→ **Directions for this task**:
Rewrite every row below as a numbered list, skipping any blank lines and leaving out the pictures.

→ **Extracted data**:
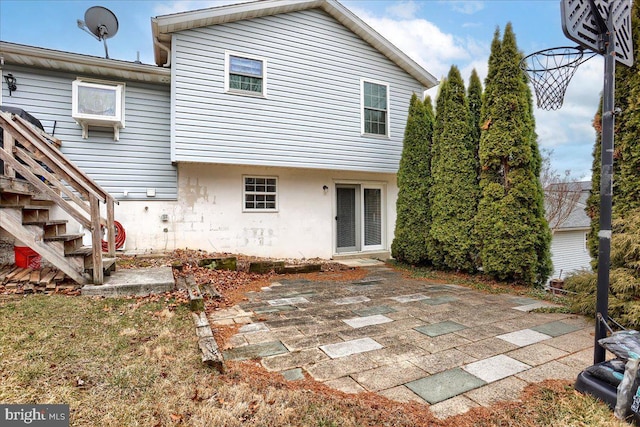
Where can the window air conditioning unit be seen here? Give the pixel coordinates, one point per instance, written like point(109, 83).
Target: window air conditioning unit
point(98, 104)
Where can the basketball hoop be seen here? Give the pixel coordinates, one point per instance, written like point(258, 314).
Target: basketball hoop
point(550, 71)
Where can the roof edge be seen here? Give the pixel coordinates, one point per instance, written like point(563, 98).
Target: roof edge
point(19, 54)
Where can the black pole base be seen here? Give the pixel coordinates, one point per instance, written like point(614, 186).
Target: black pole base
point(588, 384)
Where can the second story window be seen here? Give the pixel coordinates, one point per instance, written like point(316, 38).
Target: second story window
point(245, 74)
point(375, 108)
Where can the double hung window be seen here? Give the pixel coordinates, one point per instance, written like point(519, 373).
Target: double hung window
point(245, 74)
point(260, 194)
point(375, 108)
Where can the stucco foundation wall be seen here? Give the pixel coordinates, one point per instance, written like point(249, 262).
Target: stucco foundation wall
point(208, 214)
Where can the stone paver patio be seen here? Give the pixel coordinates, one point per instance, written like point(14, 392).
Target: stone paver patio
point(446, 346)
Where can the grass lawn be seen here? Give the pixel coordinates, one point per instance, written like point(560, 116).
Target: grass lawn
point(135, 362)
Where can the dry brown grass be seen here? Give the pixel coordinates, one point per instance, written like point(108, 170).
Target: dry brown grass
point(126, 362)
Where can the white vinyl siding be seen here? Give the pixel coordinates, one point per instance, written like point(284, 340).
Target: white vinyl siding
point(140, 160)
point(312, 117)
point(569, 253)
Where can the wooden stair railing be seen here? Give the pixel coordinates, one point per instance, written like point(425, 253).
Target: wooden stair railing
point(30, 153)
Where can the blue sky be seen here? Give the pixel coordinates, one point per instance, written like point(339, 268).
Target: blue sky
point(435, 33)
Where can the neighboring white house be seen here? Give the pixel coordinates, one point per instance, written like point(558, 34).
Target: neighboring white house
point(269, 128)
point(569, 251)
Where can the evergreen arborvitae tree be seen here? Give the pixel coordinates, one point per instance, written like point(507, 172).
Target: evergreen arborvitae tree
point(627, 155)
point(414, 179)
point(593, 201)
point(513, 235)
point(474, 96)
point(454, 188)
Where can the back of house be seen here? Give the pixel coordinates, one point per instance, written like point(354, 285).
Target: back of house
point(270, 128)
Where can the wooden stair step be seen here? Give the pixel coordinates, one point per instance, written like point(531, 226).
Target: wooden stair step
point(64, 238)
point(81, 251)
point(45, 222)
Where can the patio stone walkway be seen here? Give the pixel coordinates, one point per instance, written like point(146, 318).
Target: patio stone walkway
point(446, 346)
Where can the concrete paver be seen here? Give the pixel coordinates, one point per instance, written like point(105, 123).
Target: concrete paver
point(555, 329)
point(361, 322)
point(254, 327)
point(293, 374)
point(495, 368)
point(255, 350)
point(350, 300)
point(442, 345)
point(445, 385)
point(441, 328)
point(410, 298)
point(524, 337)
point(401, 394)
point(347, 348)
point(288, 301)
point(499, 391)
point(451, 407)
point(537, 354)
point(378, 309)
point(388, 376)
point(345, 385)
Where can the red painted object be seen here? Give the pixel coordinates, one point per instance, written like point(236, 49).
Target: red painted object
point(27, 257)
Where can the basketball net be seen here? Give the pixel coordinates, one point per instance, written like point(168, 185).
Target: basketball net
point(550, 72)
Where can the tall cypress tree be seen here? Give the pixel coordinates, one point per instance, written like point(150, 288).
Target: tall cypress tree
point(414, 179)
point(513, 235)
point(474, 96)
point(593, 201)
point(454, 189)
point(628, 152)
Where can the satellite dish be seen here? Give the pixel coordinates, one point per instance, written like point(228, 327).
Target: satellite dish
point(101, 23)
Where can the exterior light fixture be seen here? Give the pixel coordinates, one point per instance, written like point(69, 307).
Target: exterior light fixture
point(11, 83)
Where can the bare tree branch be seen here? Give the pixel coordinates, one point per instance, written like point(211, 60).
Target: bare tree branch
point(561, 190)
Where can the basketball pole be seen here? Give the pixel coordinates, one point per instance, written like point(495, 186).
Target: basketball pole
point(606, 185)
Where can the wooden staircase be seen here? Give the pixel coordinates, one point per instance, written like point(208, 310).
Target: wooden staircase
point(34, 177)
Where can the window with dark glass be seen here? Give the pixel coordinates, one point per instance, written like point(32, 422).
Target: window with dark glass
point(246, 74)
point(375, 108)
point(260, 193)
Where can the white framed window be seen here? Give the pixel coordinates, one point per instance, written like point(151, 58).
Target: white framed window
point(245, 74)
point(98, 103)
point(260, 194)
point(374, 100)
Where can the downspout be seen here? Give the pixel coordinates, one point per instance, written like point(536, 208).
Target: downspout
point(157, 43)
point(1, 66)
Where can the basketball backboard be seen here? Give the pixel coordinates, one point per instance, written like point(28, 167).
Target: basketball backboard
point(580, 25)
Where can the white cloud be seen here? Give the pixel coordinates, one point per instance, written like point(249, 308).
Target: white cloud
point(424, 42)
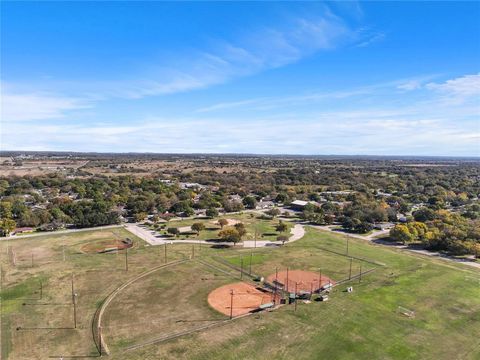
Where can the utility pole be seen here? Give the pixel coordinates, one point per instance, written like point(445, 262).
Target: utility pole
point(75, 310)
point(319, 280)
point(250, 270)
point(350, 273)
point(73, 289)
point(287, 279)
point(296, 296)
point(100, 340)
point(241, 268)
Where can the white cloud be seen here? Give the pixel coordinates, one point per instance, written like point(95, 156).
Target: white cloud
point(459, 89)
point(253, 51)
point(35, 106)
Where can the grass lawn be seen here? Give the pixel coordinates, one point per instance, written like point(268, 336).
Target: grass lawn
point(365, 324)
point(265, 228)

→ **Final result**:
1. Where can the window air conditioning unit be seen here? Give the pixel coordinates, one point per instance, written like point(109, 83).
2. Target: window air conditioning unit
3. point(98, 104)
4. Where can the basketball hoop be seen here? Give the pixel coordinates, one point per instance, written like point(258, 314).
5. Target: basketball hoop
6. point(550, 71)
7. Where can the roof edge be seen here? Give the pixel coordinates, one point per instance, written like point(563, 98).
8. Target: roof edge
9. point(19, 54)
10. Where can the black pole base be seen here? Give the pixel coordinates, one point per instance, written like point(614, 186).
11. Target: black pole base
12. point(588, 384)
13. Where can the second story window be seen here? Give the pixel coordinates, one point per instance, written like point(316, 38).
14. Target: second story window
15. point(245, 74)
16. point(375, 108)
17. Where can the double hung window be seen here? Give the pixel coordinates, one point per instance, written like point(519, 373).
18. Target: double hung window
19. point(245, 74)
20. point(260, 194)
21. point(375, 108)
22. Where can the stucco foundation wall be seen here? Give the pixel coordinates, one point per instance, written like point(249, 262).
23. Target: stucco foundation wall
24. point(208, 214)
25. Where can the stone paver patio be seen here? Give the pixel coordinates, one point per instance, written like point(14, 392).
26. Target: stone paver patio
27. point(446, 346)
28. Where can the grass lawn be seen here? Give the pixel coordinates, one point per instance, written like point(560, 116).
29. Target: grass lawn
30. point(135, 362)
31. Where can the dry brown grass be seen here? Give the pixel coordinates, one point per instance, written like point(108, 170).
32. Target: dry brown grass
33. point(126, 362)
34. Where can the white vinyl siding be seen here? Give the pixel coordinates, one point per instance, written like point(284, 340).
35. Target: white vinyl siding
36. point(140, 160)
37. point(312, 117)
38. point(569, 253)
39. Where can the wooden stair railing be seen here? Give the pixel coordinates, one point per instance, written like point(425, 253).
40. Target: wooden stair railing
41. point(30, 153)
42. Where can the blue sky be seen here? Give the pixel coordinates, one point per instance, written like point(339, 268).
43. Target: blue sky
44. point(435, 33)
45. Where can the neighboring white house be seen here? Give the pixel coordinates, one point per instance, written like point(558, 34).
46. Target: neighboring white house
47. point(269, 128)
48. point(569, 251)
49. Where can the evergreen arborvitae tree be seen here? Give the pixel coordinates, one point per instance, written like point(507, 172).
50. Target: evergreen arborvitae tree
51. point(627, 155)
52. point(414, 179)
53. point(593, 201)
54. point(513, 235)
55. point(474, 96)
56. point(454, 188)
57. Where can the back of house be seen here? Give the pixel coordinates, one point per instance, written like point(354, 285).
58. Target: back of house
59. point(270, 128)
60. Where can the wooden stair step be seen here? Give the pixel coordinates, one point per instance, written like point(531, 226).
61. Target: wooden stair step
62. point(64, 238)
63. point(81, 251)
64. point(45, 222)
65. Where can the patio stone walkway be seen here? Give the pixel coordinates, one point per instance, written like point(146, 318).
66. Target: patio stone walkway
67. point(446, 346)
68. Where can the concrete paver be seen here? Give the pixel coordinates, one point per instance, written like point(105, 123).
69. Target: concrete paver
70. point(555, 329)
71. point(361, 322)
72. point(254, 327)
73. point(293, 374)
74. point(495, 368)
75. point(255, 350)
76. point(350, 300)
77. point(442, 345)
78. point(445, 385)
79. point(441, 328)
80. point(410, 298)
81. point(524, 337)
82. point(401, 394)
83. point(347, 348)
84. point(288, 301)
85. point(499, 391)
86. point(451, 407)
87. point(537, 354)
88. point(378, 309)
89. point(388, 376)
90. point(345, 385)
91. Where can the red painted object be seen here? Give the pixel coordinates, one point per instance, written like point(236, 49).
92. Target: red painted object
93. point(27, 257)
94. Where can the basketball net be seen here? Give the pixel coordinates, one point per instance, written like point(168, 185).
95. Target: basketball net
96. point(550, 72)
97. Where can the tall cypress tree be seen here? Give the pixel coordinates, one point per instance, written like point(150, 288).
98. Target: tall cypress tree
99. point(414, 179)
100. point(513, 235)
101. point(474, 96)
102. point(593, 201)
103. point(454, 189)
104. point(628, 152)
105. Where can the satellite dish be seen here? Give the pixel coordinates, one point per instance, written like point(228, 327).
106. Target: satellite dish
107. point(101, 23)
108. Where can the exterior light fixture be seen here? Give the pixel coordinates, one point per instance, written like point(69, 307).
109. Target: exterior light fixture
110. point(11, 83)
111. Where can the bare tree branch be seen here? Give the pixel coordinates, one point per instance, written like point(211, 60).
112. Target: bare tree branch
113. point(561, 190)
114. Where can the basketball pole be seen here? Give the pixel coordinates, one point per instance, written like point(495, 186).
115. Target: basketball pole
116. point(606, 185)
117. Where can the wooden staircase be seen here? Give the pixel coordinates, one point per instance, written like point(208, 310).
118. Target: wooden staircase
119. point(34, 177)
120. Where can the window with dark glass be seen here? Give the pixel coordinates, one point per instance, written like point(32, 422).
121. Target: window with dark glass
122. point(246, 74)
123. point(375, 108)
124. point(260, 193)
125. Where can the white framed window be seen here? Give the pixel coordinates, one point per instance, written like point(151, 58).
126. Target: white framed window
127. point(245, 74)
128. point(98, 103)
129. point(260, 194)
130. point(374, 100)
131. Where can the downspout be seen here? Give the pixel coordinates, one point per instance, written like point(536, 208).
132. Target: downspout
133. point(157, 43)
134. point(1, 66)
135. Where can the basketball backboard be seen here? Give the pixel coordinates, one point per instance, written like point(28, 167).
136. Target: basketball backboard
137. point(580, 25)
138. Where can the white cloud be seen here? Give the pixel coordinates, one point per instance, written like point(249, 308).
139. Target: white cloud
140. point(424, 42)
141. Where can the utility pole be seen here? Give the pixel coordinates, one point per instance, written like point(445, 262).
142. Target: utility pole
143. point(75, 310)
144. point(319, 280)
145. point(250, 270)
146. point(350, 273)
147. point(73, 289)
148. point(287, 279)
149. point(296, 296)
150. point(100, 340)
151. point(241, 268)
152. Where can the white cloud be seen here? Give the pixel coordinates, one point per instance, written like point(95, 156).
153. Target: white cloud
154. point(459, 89)
155. point(253, 51)
156. point(35, 106)
157. Where can the grass lawn be seen here? Give the pixel coordinates, one point per instance, written like point(268, 336).
158. Target: grass lawn
159. point(365, 324)
160. point(265, 228)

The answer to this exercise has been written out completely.